How Can Your Agency Benefit From OCSD’s Odor Control Master Plan?

If sewage smells pretty much the same everywhere else, would it be safe to say that the resulting odors are caused by the same chemical compounds? That is the general premise of this article. If true, this can greatly simplify the odor control at your agency.

All Sewage is Created Equal

This premise applies not only to raw sewage, but to treated sewage in the different plant process areas. True, some raw sewage may be more septic than others and some receive chemical treatment prior to arriving at the plant to reduce the odor impact. But the original premise may still hold true in terms of the proportion of the chemical compounds, called odorants. The concentrations may be higher, but the same priority compounds are present. The same can be said for the odorants at the different plant process areas. The types of odorants present are key to choosing an effective odor treatment technology. If all headworks, primary, activated sludge, trickling filter, dissolved air floatation, filter-press dewatering, and cake truck loading processes smell alike at all treatment plants and therefore are caused by the same compounds, then the results and conclusions of OCSD’s Odor Control Master Plan could be applicable to your own facility. If true, this may save your agency a lot of headache and resources.

Tasks -
(1) Copy the passage of the odor control article word for word, starting at "How Can Your" and ending at "at your agency.".
(2) Render the lines of the entries as a JSON list of strings, one string per line, starting at the line that contains "Where is the turquoise" and ending at the last line of the entries. Leave out blank lines and the pictures.

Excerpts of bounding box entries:
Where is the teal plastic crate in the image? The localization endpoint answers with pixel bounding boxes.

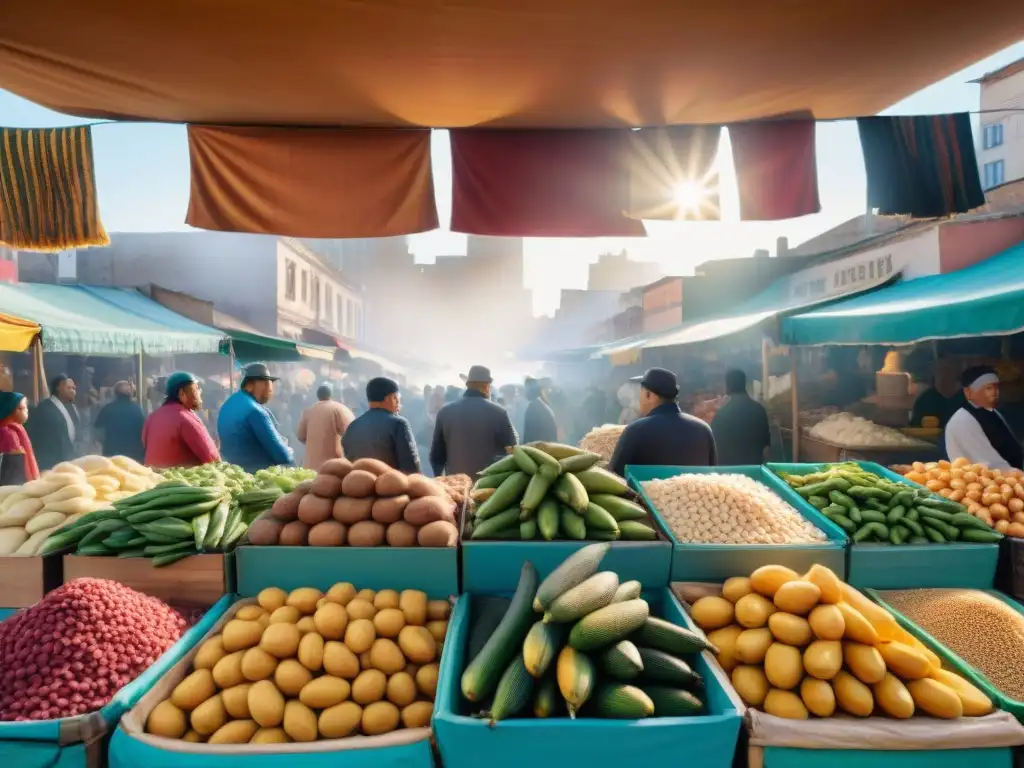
[865,590,1024,723]
[434,589,742,768]
[234,545,458,597]
[0,596,232,768]
[767,462,999,589]
[626,465,849,582]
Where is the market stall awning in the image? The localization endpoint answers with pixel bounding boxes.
[0,312,39,352]
[782,243,1024,345]
[0,283,224,355]
[0,0,1024,127]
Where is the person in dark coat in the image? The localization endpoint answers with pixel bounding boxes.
[341,376,420,474]
[430,366,519,477]
[26,374,82,472]
[522,378,558,442]
[93,381,145,464]
[711,369,771,466]
[608,368,718,476]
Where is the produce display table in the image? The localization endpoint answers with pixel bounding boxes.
[766,461,999,590]
[0,555,63,617]
[624,465,848,582]
[0,597,230,768]
[434,593,743,768]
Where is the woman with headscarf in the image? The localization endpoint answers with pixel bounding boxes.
[0,392,39,485]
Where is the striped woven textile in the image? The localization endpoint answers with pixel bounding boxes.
[0,126,111,251]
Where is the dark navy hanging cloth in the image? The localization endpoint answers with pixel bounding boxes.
[857,113,985,218]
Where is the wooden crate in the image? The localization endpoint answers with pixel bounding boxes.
[63,554,229,607]
[0,555,62,608]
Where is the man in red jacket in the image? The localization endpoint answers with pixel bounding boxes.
[142,371,220,468]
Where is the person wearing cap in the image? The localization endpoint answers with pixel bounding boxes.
[341,376,420,474]
[945,366,1024,469]
[27,374,82,471]
[711,369,771,467]
[217,362,294,472]
[93,381,145,462]
[295,384,355,470]
[430,366,519,477]
[522,376,558,442]
[608,368,718,477]
[142,371,220,468]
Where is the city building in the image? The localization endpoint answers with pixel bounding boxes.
[972,58,1024,189]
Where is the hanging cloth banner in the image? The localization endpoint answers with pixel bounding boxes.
[857,113,985,218]
[185,125,437,238]
[729,120,821,221]
[0,125,111,251]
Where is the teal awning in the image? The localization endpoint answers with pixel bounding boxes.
[0,283,224,355]
[782,243,1024,346]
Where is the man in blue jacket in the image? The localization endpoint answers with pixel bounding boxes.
[217,362,293,472]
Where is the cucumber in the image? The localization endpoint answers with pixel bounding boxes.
[544,570,618,624]
[490,653,534,725]
[600,640,643,680]
[642,685,703,718]
[532,540,611,613]
[593,683,654,720]
[462,561,537,701]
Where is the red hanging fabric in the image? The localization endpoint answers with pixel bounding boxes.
[729,120,821,221]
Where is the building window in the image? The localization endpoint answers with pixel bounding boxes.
[983,123,1002,150]
[285,261,295,301]
[984,160,1006,189]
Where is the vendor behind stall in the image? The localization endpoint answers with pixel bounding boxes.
[945,366,1024,469]
[217,362,293,472]
[608,368,718,475]
[711,369,771,466]
[142,371,220,469]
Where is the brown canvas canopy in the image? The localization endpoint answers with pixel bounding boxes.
[0,0,1024,127]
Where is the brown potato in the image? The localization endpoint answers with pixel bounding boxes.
[385,520,418,547]
[370,495,409,525]
[409,474,449,499]
[319,459,352,480]
[416,520,459,547]
[270,492,302,522]
[341,462,377,499]
[309,520,348,547]
[352,459,391,477]
[402,496,455,525]
[299,495,337,525]
[348,520,384,547]
[376,470,409,496]
[311,472,342,500]
[246,518,285,547]
[332,496,375,525]
[278,520,309,547]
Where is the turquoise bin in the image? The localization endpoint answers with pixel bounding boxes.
[626,465,849,582]
[434,589,742,768]
[767,462,999,590]
[234,545,460,598]
[0,597,231,768]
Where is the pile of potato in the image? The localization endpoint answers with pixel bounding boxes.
[893,458,1024,539]
[145,583,451,744]
[0,456,163,557]
[248,459,459,547]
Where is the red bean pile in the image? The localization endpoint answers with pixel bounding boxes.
[0,579,185,721]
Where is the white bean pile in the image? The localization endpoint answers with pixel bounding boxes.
[641,473,827,544]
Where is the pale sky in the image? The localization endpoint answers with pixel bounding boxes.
[0,37,1024,314]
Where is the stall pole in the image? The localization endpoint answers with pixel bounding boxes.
[790,345,800,464]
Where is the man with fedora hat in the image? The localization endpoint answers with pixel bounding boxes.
[430,366,519,477]
[608,368,718,476]
[217,362,293,472]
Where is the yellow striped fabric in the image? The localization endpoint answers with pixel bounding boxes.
[0,126,111,251]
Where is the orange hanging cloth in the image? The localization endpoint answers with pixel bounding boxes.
[0,125,111,251]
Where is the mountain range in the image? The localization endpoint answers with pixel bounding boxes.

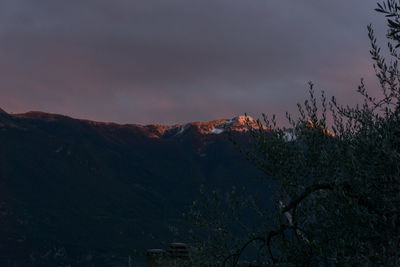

Response list -
(1)
How Can Your Agency Benefit From OCSD’s Odor Control Master Plan?

If sewage smells pretty much the same everywhere else, would it be safe to say that the resulting odors are caused by the same chemical compounds? That is the general premise of this article. If true, this can greatly simplify the odor control at your agency.

(2)
[
  "Where is the turquoise bin in the image? The localization endpoint answers with pixel bounding boxes.",
  "[626,465,849,582]",
  "[434,589,742,768]",
  "[767,462,999,590]",
  "[234,545,460,598]",
  "[0,597,231,768]",
  "Where is the pile of potato in the image? The localization endpoint answers with pixel bounding boxes.",
  "[893,458,1024,539]",
  "[145,583,451,744]",
  "[0,456,163,557]",
  "[248,459,459,547]",
  "Where is the red bean pile in the image? The localization endpoint answers with pixel bounding boxes.",
  "[0,579,185,721]",
  "Where is the white bean pile in the image? The localization endpoint answers with pixel bounding boxes.",
  "[641,473,827,544]",
  "Where is the pale sky in the image? The localization endpoint answers with pixel bounding boxes.",
  "[0,37,1024,314]",
  "Where is the stall pole in the image? The localization endpoint answers with pixel bounding boxes.",
  "[790,345,800,464]",
  "Where is the man with fedora hat in the image? The localization endpoint answers with pixel bounding boxes.",
  "[430,366,519,477]",
  "[608,368,718,476]",
  "[217,362,293,472]",
  "Where is the yellow striped fabric in the image? The localization endpoint answers with pixel bounding boxes.",
  "[0,126,111,251]",
  "Where is the orange hanging cloth in the image? The localization endpoint answers with pixel bounding boxes.",
  "[0,125,111,251]",
  "Where is the mountain range in the image? The localization endpoint answers with pixel bounding boxes."
]